### Material provided
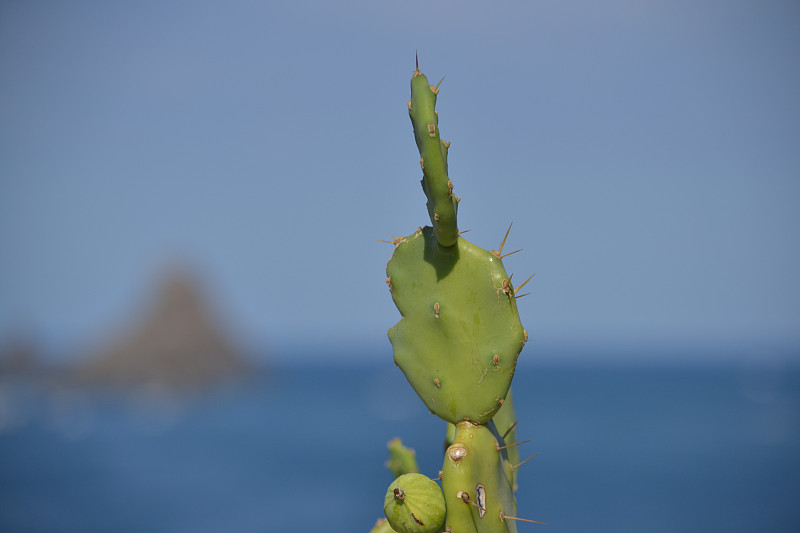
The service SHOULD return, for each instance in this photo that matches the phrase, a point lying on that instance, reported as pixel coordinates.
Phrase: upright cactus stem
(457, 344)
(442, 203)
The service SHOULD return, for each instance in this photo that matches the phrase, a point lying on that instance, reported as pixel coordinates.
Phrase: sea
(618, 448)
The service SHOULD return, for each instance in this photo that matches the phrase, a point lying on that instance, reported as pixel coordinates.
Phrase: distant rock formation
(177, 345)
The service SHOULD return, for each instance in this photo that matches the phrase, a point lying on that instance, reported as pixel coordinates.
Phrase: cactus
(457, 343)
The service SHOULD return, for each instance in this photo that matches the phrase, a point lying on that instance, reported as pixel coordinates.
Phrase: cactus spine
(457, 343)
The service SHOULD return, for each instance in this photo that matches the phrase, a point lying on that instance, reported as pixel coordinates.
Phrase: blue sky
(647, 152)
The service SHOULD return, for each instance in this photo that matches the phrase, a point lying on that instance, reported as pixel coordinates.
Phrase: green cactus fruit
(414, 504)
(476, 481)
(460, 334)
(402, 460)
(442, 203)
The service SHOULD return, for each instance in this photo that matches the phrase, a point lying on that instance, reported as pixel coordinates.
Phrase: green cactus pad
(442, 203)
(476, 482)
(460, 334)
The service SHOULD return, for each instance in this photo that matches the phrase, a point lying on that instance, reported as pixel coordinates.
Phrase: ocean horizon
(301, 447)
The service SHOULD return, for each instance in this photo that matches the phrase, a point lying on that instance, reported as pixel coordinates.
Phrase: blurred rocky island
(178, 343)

### What you need to do
Give the records back exactly. Leave the pictures out.

### Finished task
The service SHOULD return, for each instance in this photo that matches the phrase, a point lying on that instance, reported as pixel coordinates.
Phrase: upright cactus stem
(457, 344)
(442, 203)
The service SHOULD return, for each instance in this photo that matches the phrase, a point lying on that instance, reported as pixel coordinates.
Phrase: sea
(618, 448)
The service SHOULD return, for each instance in this photo that matches the phrase, a point lying on that instance, reported as pixel coordinates.
Phrase: distant rock formation
(177, 345)
The service SHOULD return, for each instance in this photo that matches the phrase, a point lying on that instance, reported as pixel coordinates.
Phrase: cactus
(457, 343)
The service SHOULD return, for each instance in this photo that matches the phrase, a point lying on that instance, reported as pixel coordinates.
Phrase: cactus spine
(457, 343)
The service SHOULD return, for each instance in this photo that matches the phrase, a point lying on that instance, reported as pixel coordinates.
Phrase: blue sky
(647, 152)
The service SHOULD return, for each instance in this photo that matches the phrase, a point lying on that instance, reported as pixel coordinates.
Phrase: green cactus fruit
(414, 504)
(476, 481)
(460, 334)
(402, 460)
(442, 203)
The service SHOULD return, for each instance in this photo that matches the phrase, a point lying on that instance, reported as pixel coordinates.
Phrase: green cactus pad
(442, 203)
(476, 482)
(460, 334)
The service SHOULD return, for each instance in this photo that matches the phrase, a point lying on that instance, reported as pixel coordinates.
Phrase: ocean horizon
(301, 447)
The service SHOULD return, for each instance in this photo that matches the phrase, a point lying on that instance, reported as pixel coordinates.
Phrase: blurred rocky island
(178, 343)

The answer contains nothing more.